> [Material for the task]

▽

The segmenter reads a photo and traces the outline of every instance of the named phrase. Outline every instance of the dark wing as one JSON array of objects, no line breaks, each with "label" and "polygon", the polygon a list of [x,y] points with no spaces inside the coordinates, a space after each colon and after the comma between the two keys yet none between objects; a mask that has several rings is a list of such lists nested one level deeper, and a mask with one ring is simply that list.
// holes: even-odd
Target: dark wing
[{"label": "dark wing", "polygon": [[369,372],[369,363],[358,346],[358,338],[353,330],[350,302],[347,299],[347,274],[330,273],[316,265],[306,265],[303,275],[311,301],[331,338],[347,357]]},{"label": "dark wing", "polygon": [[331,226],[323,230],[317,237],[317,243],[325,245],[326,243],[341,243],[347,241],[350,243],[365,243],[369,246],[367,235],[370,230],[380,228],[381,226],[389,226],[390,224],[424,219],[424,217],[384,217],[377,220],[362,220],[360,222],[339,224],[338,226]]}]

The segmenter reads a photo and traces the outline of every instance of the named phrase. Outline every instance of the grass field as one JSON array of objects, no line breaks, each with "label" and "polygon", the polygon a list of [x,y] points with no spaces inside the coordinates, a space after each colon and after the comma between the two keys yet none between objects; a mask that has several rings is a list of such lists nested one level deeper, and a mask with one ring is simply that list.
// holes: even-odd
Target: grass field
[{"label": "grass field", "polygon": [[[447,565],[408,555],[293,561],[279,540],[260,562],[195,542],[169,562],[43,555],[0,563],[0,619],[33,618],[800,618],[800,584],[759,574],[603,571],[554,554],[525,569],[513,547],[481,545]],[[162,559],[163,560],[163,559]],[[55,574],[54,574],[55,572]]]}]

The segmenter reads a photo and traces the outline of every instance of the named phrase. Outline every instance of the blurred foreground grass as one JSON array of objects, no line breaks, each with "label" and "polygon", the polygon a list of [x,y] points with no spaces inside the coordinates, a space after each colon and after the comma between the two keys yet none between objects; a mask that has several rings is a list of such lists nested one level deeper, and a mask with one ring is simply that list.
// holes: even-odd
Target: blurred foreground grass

△

> [Exercise] Retype all the material above precisely, with no line left out.

> [Task answer]
The segmenter reads a photo and traces the outline of every instance of the named phrase. Outline every instance of the dark wing as one JSON array of objects, no line breaks, each with "label" and "polygon", the polygon a list of [x,y] points with no spaces inside the coordinates, a space after each colon and after the comma between the two keys yet none between objects; a mask that has several rings is a list of such lists nested one level deeper, and a mask with one ring is simply that list.
// holes: even-odd
Target: dark wing
[{"label": "dark wing", "polygon": [[369,372],[369,363],[358,346],[358,338],[353,330],[350,302],[347,299],[347,274],[330,273],[316,265],[306,265],[303,275],[311,301],[331,338],[347,357]]},{"label": "dark wing", "polygon": [[331,226],[323,230],[317,237],[317,243],[325,245],[326,243],[341,243],[347,241],[350,243],[365,243],[369,246],[367,235],[370,230],[380,228],[381,226],[389,226],[390,224],[424,219],[424,217],[384,217],[377,220],[362,220],[360,222],[339,224],[338,226]]}]

The segmenter reads a photo and traces the outline of every instance of the named phrase. Outline every instance of the grass field as one JSON array of objects, no line breaks, each with "label" and "polygon", the polygon a list of [x,y] points with no spaces inside the coordinates, a space after each colon and after the comma between the two keys yet none between objects; a mask that has several rings is a list of such lists nested one level deeper, and a mask with one ring is simply that list.
// holes: even-odd
Target: grass field
[{"label": "grass field", "polygon": [[[447,565],[408,555],[293,561],[279,540],[260,562],[195,542],[169,562],[43,555],[0,563],[0,619],[33,618],[800,618],[800,584],[759,574],[603,571],[554,554],[525,569],[513,547],[481,545]],[[162,559],[163,560],[163,559]],[[55,574],[54,574],[55,572]]]}]

The segmenter reads a photo and traces the outline of every instance of the named phrase. Outline every instance of the blurred foreground grass as one JSON array of objects, no line breaks, each with "label" and "polygon", the polygon a list of [x,y] points with no spaces inside the coordinates, a space after each colon and after the comma between the two keys yet none between objects; a mask that has several rings is a list of such lists nested one level deeper, and a mask with one ring is simply that list.
// holes: even-odd
Target: blurred foreground grass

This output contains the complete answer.